# [Provided records]
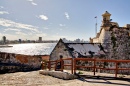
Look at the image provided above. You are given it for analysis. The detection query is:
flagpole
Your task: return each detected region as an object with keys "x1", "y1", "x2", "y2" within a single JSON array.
[{"x1": 95, "y1": 16, "x2": 97, "y2": 35}]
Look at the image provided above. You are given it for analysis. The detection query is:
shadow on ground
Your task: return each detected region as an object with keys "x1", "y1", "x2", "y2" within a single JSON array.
[{"x1": 78, "y1": 75, "x2": 130, "y2": 86}]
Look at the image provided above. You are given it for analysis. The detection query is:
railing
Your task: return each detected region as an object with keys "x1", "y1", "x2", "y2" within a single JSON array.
[
  {"x1": 48, "y1": 60, "x2": 57, "y2": 70},
  {"x1": 62, "y1": 58, "x2": 73, "y2": 74},
  {"x1": 42, "y1": 58, "x2": 130, "y2": 77},
  {"x1": 74, "y1": 58, "x2": 130, "y2": 77},
  {"x1": 47, "y1": 58, "x2": 73, "y2": 74}
]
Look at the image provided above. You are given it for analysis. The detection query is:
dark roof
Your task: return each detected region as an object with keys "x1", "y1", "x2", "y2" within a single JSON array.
[{"x1": 64, "y1": 42, "x2": 105, "y2": 58}]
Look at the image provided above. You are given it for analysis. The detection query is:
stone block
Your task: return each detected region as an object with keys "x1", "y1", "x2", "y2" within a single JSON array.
[{"x1": 39, "y1": 70, "x2": 78, "y2": 80}]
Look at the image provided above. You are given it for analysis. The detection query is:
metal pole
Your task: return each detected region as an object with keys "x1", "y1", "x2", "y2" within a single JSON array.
[{"x1": 95, "y1": 17, "x2": 97, "y2": 35}]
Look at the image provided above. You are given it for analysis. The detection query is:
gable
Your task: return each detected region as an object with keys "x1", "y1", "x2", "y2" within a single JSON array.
[{"x1": 50, "y1": 39, "x2": 72, "y2": 61}]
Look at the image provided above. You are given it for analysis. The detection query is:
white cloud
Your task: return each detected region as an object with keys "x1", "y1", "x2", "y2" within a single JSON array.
[
  {"x1": 0, "y1": 11, "x2": 9, "y2": 14},
  {"x1": 0, "y1": 18, "x2": 39, "y2": 33},
  {"x1": 0, "y1": 33, "x2": 19, "y2": 40},
  {"x1": 31, "y1": 2, "x2": 37, "y2": 5},
  {"x1": 59, "y1": 24, "x2": 66, "y2": 27},
  {"x1": 4, "y1": 28, "x2": 21, "y2": 32},
  {"x1": 35, "y1": 33, "x2": 47, "y2": 37},
  {"x1": 27, "y1": 33, "x2": 47, "y2": 40},
  {"x1": 0, "y1": 31, "x2": 47, "y2": 40},
  {"x1": 65, "y1": 12, "x2": 70, "y2": 20},
  {"x1": 44, "y1": 27, "x2": 49, "y2": 29},
  {"x1": 28, "y1": 0, "x2": 33, "y2": 1},
  {"x1": 52, "y1": 35, "x2": 68, "y2": 40},
  {"x1": 0, "y1": 18, "x2": 49, "y2": 40},
  {"x1": 39, "y1": 15, "x2": 48, "y2": 20},
  {"x1": 0, "y1": 6, "x2": 4, "y2": 9},
  {"x1": 27, "y1": 0, "x2": 37, "y2": 6},
  {"x1": 15, "y1": 31, "x2": 27, "y2": 35}
]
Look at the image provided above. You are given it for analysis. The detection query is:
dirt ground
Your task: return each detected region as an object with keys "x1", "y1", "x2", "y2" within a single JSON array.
[{"x1": 0, "y1": 70, "x2": 130, "y2": 86}]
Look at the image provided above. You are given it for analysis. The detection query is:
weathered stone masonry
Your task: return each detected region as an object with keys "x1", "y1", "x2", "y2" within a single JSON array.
[
  {"x1": 0, "y1": 52, "x2": 42, "y2": 73},
  {"x1": 90, "y1": 11, "x2": 130, "y2": 74}
]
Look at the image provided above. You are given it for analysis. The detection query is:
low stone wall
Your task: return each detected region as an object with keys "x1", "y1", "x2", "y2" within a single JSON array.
[
  {"x1": 0, "y1": 52, "x2": 42, "y2": 73},
  {"x1": 39, "y1": 70, "x2": 78, "y2": 80}
]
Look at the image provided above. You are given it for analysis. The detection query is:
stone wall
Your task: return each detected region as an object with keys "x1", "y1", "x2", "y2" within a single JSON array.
[
  {"x1": 104, "y1": 27, "x2": 130, "y2": 60},
  {"x1": 102, "y1": 27, "x2": 130, "y2": 74},
  {"x1": 80, "y1": 27, "x2": 130, "y2": 74},
  {"x1": 50, "y1": 41, "x2": 72, "y2": 61},
  {"x1": 0, "y1": 52, "x2": 42, "y2": 73}
]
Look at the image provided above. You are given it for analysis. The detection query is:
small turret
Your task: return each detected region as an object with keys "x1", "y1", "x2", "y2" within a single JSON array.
[
  {"x1": 102, "y1": 11, "x2": 111, "y2": 21},
  {"x1": 101, "y1": 11, "x2": 112, "y2": 28}
]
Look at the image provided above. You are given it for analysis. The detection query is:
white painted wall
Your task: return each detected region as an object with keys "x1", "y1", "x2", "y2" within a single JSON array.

# [Task statement]
With the pictures set aside, please write out all of the records above exactly.

# [Response]
Look at the image provided above. You are given it for analysis. The detection query is:
flagpole
Your task: return each detected region as an object with keys "x1", "y1", "x2", "y2" within a single JSON array.
[{"x1": 95, "y1": 16, "x2": 97, "y2": 35}]
Look at the image provided above. You are given it for analysis. The detection query is:
shadow on ground
Your task: return each detected region as an object with keys "x1", "y1", "x2", "y2" within a single JSON array.
[{"x1": 78, "y1": 75, "x2": 130, "y2": 86}]
Look at the image provided above. You are given it for analysis. The detection query is:
railing
Your task: return each detected region as an object with keys "x1", "y1", "x2", "y2" within a single JSON array.
[
  {"x1": 48, "y1": 60, "x2": 57, "y2": 70},
  {"x1": 62, "y1": 58, "x2": 73, "y2": 74},
  {"x1": 42, "y1": 58, "x2": 130, "y2": 77},
  {"x1": 74, "y1": 58, "x2": 130, "y2": 77},
  {"x1": 47, "y1": 58, "x2": 73, "y2": 74}
]
Look at the image provided above. You are given it for analysis. The detection query is:
dark roof
Your task: return each detected region as an object with keys "x1", "y1", "x2", "y2" within a single JSON array.
[{"x1": 64, "y1": 42, "x2": 105, "y2": 58}]
Look at the image provided above. You are given it for analysis. The detection query is:
stone block
Your task: return each detected region as an object with keys "x1", "y1", "x2", "y2" within a single JSON array.
[{"x1": 39, "y1": 70, "x2": 78, "y2": 80}]
Look at the image provided above. You are given it for analysis. The detection query is:
metal pole
Your task: return each detected region as an object with keys "x1", "y1", "x2", "y2" within a single JSON array.
[{"x1": 95, "y1": 17, "x2": 97, "y2": 35}]
Look at the image provided above. You are given it for analysis. The detection query is:
gable
Your task: return each detected region as an object with keys "x1", "y1", "x2", "y2" within a single JSON array.
[{"x1": 50, "y1": 39, "x2": 72, "y2": 61}]
Look at the image provided above. You are given it for analysis. The detection query is:
white cloud
Your task: return each detected region as an object with keys "x1", "y1", "x2", "y2" within a single JSON array.
[
  {"x1": 0, "y1": 11, "x2": 9, "y2": 14},
  {"x1": 0, "y1": 18, "x2": 39, "y2": 33},
  {"x1": 0, "y1": 33, "x2": 19, "y2": 40},
  {"x1": 31, "y1": 2, "x2": 37, "y2": 5},
  {"x1": 59, "y1": 24, "x2": 66, "y2": 27},
  {"x1": 4, "y1": 28, "x2": 21, "y2": 32},
  {"x1": 35, "y1": 33, "x2": 47, "y2": 37},
  {"x1": 27, "y1": 33, "x2": 47, "y2": 40},
  {"x1": 0, "y1": 31, "x2": 47, "y2": 40},
  {"x1": 65, "y1": 12, "x2": 70, "y2": 20},
  {"x1": 44, "y1": 27, "x2": 49, "y2": 29},
  {"x1": 28, "y1": 0, "x2": 33, "y2": 1},
  {"x1": 52, "y1": 35, "x2": 68, "y2": 40},
  {"x1": 0, "y1": 18, "x2": 49, "y2": 40},
  {"x1": 39, "y1": 15, "x2": 48, "y2": 20},
  {"x1": 0, "y1": 6, "x2": 4, "y2": 9},
  {"x1": 27, "y1": 0, "x2": 37, "y2": 6},
  {"x1": 15, "y1": 31, "x2": 27, "y2": 35}
]
Look at the image provided above. You are given it for analysis. The detection query is:
dirt ground
Your task: return each detected region as an object with keys "x1", "y1", "x2", "y2" within a single JSON array.
[{"x1": 0, "y1": 70, "x2": 130, "y2": 86}]
Look at the image provided above. You are given it for analysis. The detection query is:
weathered stone masonry
Your task: return each detected region as an object with keys "x1", "y1", "x2", "y2" within a single JSON array.
[
  {"x1": 0, "y1": 52, "x2": 42, "y2": 73},
  {"x1": 90, "y1": 11, "x2": 130, "y2": 74}
]
Look at the image provided above. You are given it for analysis. The detection query is:
low stone wall
Your task: return each detected region as an object with keys "x1", "y1", "x2", "y2" within a single JSON array.
[
  {"x1": 0, "y1": 52, "x2": 42, "y2": 73},
  {"x1": 39, "y1": 70, "x2": 78, "y2": 80}
]
Look at the image provided above. You are given it for analysis. The detection query is:
stone wall
Your task: return each detected region as an object with keys "x1", "y1", "x2", "y2" within a single JSON array.
[
  {"x1": 104, "y1": 27, "x2": 130, "y2": 60},
  {"x1": 102, "y1": 27, "x2": 130, "y2": 74},
  {"x1": 80, "y1": 27, "x2": 130, "y2": 74},
  {"x1": 50, "y1": 41, "x2": 72, "y2": 61},
  {"x1": 0, "y1": 52, "x2": 42, "y2": 73}
]
Look at the image provided above. You are given it for analysis. The detection query is:
small turret
Your task: return each detected region as an object with keys "x1", "y1", "x2", "y2" within a single JSON array.
[
  {"x1": 102, "y1": 11, "x2": 111, "y2": 21},
  {"x1": 101, "y1": 11, "x2": 112, "y2": 28}
]
Look at the image provided above. You are given it for analysis. The detection query is:
white painted wall
Your task: return each detected region as an object with keys "x1", "y1", "x2", "y2" within a single JSON array.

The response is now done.